Please copy the stretch of the material below from the line containing "For each instance of the weathered" through the end, word for word.

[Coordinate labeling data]
⁂
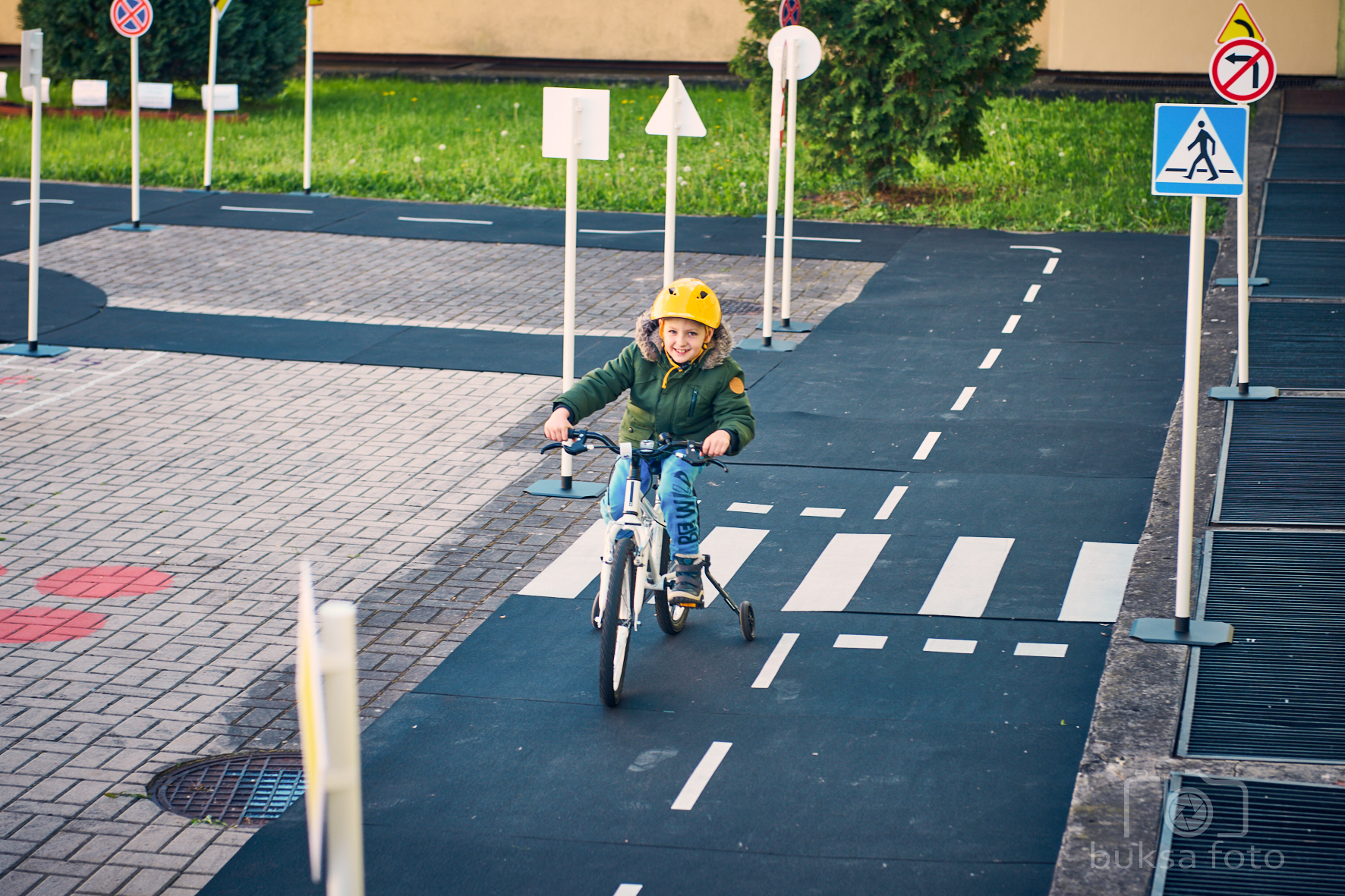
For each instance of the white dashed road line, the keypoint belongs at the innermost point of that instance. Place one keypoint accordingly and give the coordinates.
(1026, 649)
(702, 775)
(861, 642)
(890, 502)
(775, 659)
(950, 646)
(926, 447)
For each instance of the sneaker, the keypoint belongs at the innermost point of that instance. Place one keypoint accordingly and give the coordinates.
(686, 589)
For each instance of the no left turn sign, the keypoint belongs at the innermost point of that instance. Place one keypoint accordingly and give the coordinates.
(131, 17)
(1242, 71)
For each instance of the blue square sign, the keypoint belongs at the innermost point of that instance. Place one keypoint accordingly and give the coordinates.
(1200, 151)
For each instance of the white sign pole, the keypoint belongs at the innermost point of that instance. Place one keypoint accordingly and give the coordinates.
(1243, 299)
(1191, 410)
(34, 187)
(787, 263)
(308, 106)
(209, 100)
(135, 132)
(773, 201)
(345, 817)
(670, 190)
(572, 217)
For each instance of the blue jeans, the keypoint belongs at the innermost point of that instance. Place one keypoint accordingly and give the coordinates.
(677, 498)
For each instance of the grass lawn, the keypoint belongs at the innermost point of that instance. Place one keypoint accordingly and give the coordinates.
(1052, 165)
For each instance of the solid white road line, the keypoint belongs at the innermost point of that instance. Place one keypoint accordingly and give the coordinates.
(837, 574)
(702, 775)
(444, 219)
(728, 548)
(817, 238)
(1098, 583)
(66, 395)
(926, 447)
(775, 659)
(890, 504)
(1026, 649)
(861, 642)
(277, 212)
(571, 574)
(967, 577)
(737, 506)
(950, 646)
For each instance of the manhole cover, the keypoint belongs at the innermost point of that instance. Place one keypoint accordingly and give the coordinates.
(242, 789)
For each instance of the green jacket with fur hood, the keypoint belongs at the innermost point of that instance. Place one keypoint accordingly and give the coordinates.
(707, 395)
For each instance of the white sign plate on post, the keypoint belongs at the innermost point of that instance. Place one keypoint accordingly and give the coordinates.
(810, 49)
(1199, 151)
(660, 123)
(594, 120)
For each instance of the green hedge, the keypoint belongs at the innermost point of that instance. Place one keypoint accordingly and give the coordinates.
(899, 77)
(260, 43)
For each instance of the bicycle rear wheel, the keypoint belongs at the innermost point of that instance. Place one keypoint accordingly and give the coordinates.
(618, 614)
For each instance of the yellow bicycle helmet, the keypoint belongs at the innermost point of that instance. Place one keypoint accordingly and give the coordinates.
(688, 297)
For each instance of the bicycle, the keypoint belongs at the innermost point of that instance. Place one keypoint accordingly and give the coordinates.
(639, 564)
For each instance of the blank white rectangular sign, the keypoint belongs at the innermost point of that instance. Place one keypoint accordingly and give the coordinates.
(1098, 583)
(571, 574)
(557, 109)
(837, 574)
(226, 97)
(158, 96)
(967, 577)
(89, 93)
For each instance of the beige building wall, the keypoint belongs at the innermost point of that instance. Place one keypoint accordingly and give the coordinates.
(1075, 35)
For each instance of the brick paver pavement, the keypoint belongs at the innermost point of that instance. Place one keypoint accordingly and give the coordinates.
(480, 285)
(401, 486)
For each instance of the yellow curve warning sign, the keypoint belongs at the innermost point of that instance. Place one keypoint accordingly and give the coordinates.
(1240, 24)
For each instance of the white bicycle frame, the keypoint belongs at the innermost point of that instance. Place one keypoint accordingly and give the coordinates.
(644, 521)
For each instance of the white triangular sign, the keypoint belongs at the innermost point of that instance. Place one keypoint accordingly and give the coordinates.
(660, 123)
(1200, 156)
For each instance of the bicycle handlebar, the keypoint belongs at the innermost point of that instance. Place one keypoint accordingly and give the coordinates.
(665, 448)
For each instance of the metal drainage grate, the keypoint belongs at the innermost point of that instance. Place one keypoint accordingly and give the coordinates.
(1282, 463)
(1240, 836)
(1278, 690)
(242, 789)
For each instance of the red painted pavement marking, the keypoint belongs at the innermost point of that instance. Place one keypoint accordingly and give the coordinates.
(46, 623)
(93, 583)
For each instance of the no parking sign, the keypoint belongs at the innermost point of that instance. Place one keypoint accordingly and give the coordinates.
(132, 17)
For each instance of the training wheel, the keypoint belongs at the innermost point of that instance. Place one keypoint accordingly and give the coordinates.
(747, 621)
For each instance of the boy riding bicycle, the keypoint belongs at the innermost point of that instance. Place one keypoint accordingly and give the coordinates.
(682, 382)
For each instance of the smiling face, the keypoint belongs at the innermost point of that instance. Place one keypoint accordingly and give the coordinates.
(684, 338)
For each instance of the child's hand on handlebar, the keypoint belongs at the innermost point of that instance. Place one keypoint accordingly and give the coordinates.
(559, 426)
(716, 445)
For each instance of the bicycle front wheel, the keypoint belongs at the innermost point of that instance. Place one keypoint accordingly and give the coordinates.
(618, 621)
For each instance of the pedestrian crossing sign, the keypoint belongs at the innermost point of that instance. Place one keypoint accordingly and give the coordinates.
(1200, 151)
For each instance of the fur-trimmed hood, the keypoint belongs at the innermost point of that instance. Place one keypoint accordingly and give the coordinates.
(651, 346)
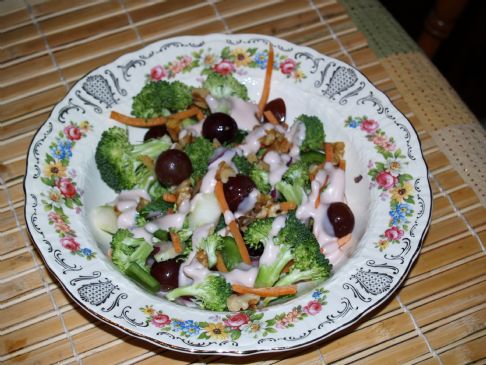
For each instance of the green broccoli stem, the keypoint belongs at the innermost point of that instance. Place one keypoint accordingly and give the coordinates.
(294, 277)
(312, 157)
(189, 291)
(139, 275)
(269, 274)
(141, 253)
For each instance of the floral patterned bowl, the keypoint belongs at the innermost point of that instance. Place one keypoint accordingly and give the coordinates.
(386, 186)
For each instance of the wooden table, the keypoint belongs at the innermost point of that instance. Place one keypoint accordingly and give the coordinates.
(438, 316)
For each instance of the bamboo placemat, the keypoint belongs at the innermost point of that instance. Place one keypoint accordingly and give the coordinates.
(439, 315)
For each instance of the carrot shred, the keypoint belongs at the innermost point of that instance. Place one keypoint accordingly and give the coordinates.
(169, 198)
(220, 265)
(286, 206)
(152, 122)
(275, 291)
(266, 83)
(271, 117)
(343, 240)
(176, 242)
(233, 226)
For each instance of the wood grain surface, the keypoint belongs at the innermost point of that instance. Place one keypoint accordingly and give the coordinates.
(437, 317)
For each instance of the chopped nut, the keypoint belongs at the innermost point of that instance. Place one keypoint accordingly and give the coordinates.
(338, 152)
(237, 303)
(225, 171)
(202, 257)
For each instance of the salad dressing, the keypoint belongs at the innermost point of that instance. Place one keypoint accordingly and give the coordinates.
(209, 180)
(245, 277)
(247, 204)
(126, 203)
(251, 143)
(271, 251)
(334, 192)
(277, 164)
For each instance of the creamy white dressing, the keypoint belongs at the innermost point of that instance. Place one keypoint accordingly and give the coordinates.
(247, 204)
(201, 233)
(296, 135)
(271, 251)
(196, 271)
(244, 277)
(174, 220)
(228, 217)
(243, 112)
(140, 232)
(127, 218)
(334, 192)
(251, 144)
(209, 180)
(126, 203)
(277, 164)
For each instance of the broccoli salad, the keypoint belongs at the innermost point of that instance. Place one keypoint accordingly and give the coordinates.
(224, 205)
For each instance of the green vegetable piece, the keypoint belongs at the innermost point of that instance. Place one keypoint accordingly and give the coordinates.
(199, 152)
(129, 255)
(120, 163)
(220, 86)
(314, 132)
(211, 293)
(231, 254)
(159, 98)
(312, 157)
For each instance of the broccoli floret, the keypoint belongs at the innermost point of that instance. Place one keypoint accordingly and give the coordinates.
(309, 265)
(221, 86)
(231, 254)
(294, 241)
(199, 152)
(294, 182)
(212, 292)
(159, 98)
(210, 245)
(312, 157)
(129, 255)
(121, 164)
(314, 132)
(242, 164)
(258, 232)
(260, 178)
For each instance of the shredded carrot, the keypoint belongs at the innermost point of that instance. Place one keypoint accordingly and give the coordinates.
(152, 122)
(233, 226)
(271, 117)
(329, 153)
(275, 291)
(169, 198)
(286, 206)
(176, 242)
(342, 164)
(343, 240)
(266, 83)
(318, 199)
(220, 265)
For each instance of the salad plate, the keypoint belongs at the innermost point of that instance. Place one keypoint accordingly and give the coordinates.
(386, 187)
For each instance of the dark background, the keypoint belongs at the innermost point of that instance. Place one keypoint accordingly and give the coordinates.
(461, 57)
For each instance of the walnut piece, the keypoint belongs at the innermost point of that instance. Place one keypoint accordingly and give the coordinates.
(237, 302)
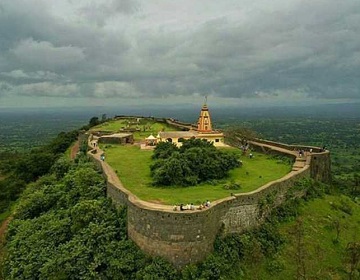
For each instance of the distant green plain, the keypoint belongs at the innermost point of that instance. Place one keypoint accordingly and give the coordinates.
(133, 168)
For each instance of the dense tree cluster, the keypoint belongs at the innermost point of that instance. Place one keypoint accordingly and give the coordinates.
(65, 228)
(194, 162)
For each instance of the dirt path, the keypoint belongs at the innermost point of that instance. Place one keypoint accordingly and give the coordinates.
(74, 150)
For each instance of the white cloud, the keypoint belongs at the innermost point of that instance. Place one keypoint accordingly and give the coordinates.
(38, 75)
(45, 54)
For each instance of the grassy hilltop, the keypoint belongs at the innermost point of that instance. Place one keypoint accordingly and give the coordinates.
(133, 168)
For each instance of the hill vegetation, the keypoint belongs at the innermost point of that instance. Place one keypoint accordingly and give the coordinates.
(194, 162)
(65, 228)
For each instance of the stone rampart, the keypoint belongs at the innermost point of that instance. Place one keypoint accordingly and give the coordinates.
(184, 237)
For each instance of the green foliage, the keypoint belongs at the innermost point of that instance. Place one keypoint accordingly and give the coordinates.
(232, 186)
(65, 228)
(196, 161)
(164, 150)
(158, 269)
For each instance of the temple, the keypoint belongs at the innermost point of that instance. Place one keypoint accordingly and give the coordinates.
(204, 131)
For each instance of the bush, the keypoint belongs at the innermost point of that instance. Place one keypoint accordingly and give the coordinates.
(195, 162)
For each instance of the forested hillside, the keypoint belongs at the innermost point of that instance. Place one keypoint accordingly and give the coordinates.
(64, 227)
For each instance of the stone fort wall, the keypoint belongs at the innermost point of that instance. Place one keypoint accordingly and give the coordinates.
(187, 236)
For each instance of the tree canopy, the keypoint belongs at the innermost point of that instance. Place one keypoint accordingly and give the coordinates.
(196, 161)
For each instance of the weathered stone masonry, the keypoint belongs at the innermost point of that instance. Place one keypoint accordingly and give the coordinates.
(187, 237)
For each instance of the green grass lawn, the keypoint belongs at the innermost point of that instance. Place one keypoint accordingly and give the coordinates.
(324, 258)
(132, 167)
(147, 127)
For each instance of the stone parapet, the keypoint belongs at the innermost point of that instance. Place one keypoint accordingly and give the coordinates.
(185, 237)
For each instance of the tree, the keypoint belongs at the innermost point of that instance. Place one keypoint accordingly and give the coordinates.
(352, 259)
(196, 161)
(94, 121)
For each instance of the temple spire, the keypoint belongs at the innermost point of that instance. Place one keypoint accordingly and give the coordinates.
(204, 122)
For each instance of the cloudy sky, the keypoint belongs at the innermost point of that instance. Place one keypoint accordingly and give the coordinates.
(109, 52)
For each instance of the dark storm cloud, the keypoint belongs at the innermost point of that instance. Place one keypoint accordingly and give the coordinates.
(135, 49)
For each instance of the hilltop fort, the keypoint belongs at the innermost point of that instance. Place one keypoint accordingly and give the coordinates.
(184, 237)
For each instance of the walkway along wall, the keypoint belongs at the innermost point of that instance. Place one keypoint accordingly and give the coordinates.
⁂
TASK OUTPUT
For each instance of the weathered stone masonry, the keypoint belongs at the innermost point of that instance. Place one keypoint accordingly and give the coordinates.
(187, 237)
For each instance of the green grass lawn, the keypoint belongs at the innermost point of that instance. Place one keypoint accordingly and give the coordinates.
(324, 258)
(132, 167)
(147, 127)
For each instance of the stone parapet, the keypoint belongs at the innermost point of that instance. Place one keypoint accordingly and give the coordinates.
(185, 237)
For each instance of the tree, the keypoint belongs at the innermost point of that instance. Place one keypoint accordingly and give the coordinates.
(352, 259)
(196, 161)
(94, 121)
For each instance of the temple spire, the keypoint belongs at the innermost point of that instance. Place one keypoint accordingly and give the coordinates.
(204, 122)
For each instance of the cloudy sky, the keypoint belongs at the innermost point of that instance. Place one keypoint accordingly and give the coordinates.
(109, 52)
For each instance of the dark storm cloud, the keypoint belongs at the innermost point of that instance. Place one keypoint accordingly and give the coordinates.
(135, 49)
For each instance of the hilltop fort, the keypoint belongs at the innermost point of that instance. Place one keypoint accordingly and give the coordinates.
(184, 237)
For each instance of the walkway along wall, the keypoint belongs at the innermost point of that instance. Place one keypoint accordingly and give the coordinates.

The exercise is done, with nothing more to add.